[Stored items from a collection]
begin

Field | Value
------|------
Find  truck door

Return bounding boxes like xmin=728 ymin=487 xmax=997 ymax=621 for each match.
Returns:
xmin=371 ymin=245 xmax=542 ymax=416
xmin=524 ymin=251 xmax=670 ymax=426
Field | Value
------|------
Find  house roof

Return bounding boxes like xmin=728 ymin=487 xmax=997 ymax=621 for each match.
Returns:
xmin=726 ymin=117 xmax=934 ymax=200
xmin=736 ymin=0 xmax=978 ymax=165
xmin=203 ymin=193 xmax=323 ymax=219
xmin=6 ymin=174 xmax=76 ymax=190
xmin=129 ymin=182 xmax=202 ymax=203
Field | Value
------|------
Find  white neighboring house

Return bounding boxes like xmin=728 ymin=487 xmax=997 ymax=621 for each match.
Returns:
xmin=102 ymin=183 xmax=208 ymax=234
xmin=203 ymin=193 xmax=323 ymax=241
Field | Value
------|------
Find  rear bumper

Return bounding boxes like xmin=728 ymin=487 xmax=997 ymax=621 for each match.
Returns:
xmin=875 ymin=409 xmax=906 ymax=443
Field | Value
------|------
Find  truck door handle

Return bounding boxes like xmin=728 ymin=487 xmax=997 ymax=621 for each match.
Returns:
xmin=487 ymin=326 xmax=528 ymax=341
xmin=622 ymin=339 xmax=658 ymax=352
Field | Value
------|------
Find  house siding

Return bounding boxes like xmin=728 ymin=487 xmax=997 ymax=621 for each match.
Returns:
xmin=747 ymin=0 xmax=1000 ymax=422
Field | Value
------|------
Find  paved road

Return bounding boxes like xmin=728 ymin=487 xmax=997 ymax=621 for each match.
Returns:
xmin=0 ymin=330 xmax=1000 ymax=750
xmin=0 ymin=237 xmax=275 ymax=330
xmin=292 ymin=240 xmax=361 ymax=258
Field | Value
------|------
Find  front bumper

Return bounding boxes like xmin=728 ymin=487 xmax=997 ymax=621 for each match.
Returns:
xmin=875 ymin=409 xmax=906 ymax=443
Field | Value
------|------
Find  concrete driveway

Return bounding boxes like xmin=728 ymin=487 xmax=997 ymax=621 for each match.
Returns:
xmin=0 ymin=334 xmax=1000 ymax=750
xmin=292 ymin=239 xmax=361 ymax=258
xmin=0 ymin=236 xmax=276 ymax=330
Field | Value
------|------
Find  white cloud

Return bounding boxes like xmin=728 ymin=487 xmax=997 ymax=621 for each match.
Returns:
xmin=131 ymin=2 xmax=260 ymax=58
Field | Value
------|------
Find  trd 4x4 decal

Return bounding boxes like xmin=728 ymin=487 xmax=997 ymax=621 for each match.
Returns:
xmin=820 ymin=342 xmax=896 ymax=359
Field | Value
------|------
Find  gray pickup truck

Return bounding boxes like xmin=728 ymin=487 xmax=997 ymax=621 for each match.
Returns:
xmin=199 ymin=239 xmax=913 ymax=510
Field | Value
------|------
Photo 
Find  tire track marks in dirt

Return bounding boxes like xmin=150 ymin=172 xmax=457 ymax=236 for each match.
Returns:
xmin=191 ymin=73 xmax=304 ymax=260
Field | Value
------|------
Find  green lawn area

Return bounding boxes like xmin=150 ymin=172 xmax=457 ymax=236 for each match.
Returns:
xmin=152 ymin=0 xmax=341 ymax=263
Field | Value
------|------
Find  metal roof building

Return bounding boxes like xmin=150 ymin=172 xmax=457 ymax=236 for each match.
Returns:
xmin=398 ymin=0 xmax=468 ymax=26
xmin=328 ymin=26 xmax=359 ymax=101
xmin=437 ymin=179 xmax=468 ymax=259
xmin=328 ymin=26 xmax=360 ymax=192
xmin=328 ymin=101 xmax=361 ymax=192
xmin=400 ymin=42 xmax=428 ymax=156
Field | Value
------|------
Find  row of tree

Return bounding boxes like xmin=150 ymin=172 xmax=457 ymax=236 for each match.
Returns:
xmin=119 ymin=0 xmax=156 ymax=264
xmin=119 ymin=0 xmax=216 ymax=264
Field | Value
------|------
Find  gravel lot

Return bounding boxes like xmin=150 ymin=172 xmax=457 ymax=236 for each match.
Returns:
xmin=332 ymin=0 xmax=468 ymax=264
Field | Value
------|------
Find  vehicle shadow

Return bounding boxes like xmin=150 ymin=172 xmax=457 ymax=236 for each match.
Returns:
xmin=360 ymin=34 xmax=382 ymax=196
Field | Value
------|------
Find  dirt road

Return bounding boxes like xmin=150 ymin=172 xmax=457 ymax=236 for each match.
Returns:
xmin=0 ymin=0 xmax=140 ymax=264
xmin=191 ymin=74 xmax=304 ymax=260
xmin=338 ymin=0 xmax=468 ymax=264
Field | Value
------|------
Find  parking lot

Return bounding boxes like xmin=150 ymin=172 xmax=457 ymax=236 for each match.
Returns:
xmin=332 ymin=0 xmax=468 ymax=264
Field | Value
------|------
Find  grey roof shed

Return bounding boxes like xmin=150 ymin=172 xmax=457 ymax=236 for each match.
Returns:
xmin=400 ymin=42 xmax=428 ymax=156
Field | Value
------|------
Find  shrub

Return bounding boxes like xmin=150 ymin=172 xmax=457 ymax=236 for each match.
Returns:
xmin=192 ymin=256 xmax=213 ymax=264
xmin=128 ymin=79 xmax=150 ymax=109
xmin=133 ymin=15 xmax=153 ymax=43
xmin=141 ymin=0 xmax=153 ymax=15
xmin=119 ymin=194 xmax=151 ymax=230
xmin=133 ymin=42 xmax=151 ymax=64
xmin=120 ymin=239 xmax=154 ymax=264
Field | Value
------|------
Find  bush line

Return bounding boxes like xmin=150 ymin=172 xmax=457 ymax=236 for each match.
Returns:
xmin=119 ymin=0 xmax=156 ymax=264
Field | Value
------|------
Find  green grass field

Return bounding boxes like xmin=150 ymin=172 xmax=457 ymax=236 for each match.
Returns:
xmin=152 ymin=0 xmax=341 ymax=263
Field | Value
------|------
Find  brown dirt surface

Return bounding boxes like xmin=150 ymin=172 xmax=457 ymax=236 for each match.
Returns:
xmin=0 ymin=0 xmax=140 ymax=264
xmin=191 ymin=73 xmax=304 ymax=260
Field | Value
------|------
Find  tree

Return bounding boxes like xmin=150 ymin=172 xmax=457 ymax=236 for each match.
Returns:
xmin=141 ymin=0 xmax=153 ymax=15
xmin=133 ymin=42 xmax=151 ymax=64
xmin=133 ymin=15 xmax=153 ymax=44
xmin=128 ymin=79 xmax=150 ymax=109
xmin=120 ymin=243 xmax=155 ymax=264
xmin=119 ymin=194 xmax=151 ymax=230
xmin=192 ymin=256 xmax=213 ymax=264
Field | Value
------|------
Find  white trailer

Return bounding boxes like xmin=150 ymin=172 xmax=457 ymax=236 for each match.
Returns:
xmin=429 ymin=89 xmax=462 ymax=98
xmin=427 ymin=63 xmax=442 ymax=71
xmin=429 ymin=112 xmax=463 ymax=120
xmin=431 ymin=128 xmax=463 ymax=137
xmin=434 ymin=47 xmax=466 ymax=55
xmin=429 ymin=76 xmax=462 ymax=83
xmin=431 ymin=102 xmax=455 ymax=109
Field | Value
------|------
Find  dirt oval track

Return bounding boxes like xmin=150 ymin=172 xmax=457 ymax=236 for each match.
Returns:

end

**Task goal:**
Set down the material from its beginning through the line containing "xmin=524 ymin=251 xmax=670 ymax=426", with both ends included, reproducing those lines verbatim.

**The completed task:**
Field | Value
------|------
Find  truck door

Return bounding boxes like xmin=728 ymin=487 xmax=997 ymax=621 for each match.
Returns:
xmin=371 ymin=245 xmax=542 ymax=416
xmin=524 ymin=251 xmax=670 ymax=426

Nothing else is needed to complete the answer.